Skip to content
New issue

Have a question about this project? Sign up for a free GitHub account to open an issue and contact its maintainers and the community.

By clicking “Sign up for GitHub”, you agree to our terms of service and privacy statement. We’ll occasionally send you account related emails.

Already on GitHub? Sign in to your account

Fancier statistics for counting #9

Closed
roryk opened this issue Mar 16, 2016 · 15 comments
Closed

Fancier statistics for counting #9

roryk opened this issue Mar 16, 2016 · 15 comments

Comments

@roryk
Copy link
Collaborator

roryk commented Mar 16, 2016

Did you have something in mind about how to do something more 'correct' than weighting by number of hits? Something like the way Salmon does it at the end or something like that? Do you know how that works? I am not smart enough to understand it.

@vals
Copy link
Owner

vals commented Mar 21, 2016

Yes I spent a couple of days thinking about that last year, going through the Salmon and Kallisto preprints to try to see how their models would relate to the UMI-Tags case.

Referring expression data:
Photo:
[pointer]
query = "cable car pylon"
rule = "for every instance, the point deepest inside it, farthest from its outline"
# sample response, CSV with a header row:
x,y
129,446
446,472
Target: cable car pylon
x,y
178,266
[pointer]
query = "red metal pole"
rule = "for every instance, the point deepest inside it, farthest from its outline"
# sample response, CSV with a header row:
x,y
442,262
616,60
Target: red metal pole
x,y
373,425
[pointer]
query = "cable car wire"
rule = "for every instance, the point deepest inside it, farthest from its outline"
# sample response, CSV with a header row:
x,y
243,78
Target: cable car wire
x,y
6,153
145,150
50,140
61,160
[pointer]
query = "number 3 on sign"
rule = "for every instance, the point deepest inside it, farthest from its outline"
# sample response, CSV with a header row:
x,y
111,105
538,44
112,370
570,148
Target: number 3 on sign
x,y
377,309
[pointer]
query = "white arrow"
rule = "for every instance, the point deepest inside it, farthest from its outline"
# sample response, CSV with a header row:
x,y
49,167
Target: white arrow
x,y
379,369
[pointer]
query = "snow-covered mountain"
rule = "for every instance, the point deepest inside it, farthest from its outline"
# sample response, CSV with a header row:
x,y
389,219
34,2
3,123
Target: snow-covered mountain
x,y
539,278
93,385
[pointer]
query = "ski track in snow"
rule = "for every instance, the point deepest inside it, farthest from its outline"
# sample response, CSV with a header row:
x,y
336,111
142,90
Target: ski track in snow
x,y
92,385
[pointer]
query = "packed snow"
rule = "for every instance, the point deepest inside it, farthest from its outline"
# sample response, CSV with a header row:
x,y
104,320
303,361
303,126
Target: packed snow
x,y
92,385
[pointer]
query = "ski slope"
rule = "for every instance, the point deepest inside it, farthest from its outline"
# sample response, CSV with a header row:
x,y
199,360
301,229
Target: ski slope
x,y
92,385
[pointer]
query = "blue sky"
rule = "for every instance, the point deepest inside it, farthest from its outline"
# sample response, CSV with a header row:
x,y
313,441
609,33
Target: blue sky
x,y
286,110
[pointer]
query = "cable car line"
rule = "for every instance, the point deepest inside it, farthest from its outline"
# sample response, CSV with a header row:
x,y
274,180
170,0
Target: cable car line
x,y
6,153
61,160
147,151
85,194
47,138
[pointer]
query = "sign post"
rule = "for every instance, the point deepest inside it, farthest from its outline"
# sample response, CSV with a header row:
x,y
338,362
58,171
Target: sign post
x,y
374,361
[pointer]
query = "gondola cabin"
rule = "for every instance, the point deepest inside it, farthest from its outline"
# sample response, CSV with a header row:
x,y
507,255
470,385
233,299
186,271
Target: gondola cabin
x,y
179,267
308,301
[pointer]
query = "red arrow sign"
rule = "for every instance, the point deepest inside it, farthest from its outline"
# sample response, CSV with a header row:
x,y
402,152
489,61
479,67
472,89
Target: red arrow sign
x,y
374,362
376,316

*WHAT IS NEEDED:* In the issue thread, rewrite the paragraph beginning "Did you have something in mind" more briefly, keeping its main points.

*RESULT OF THIS TASK:* Is there a more 'correct' approach in mind than weighting by number of hits, perhaps something like what Salmon does at the end? Do you know how that works? I can't understand it.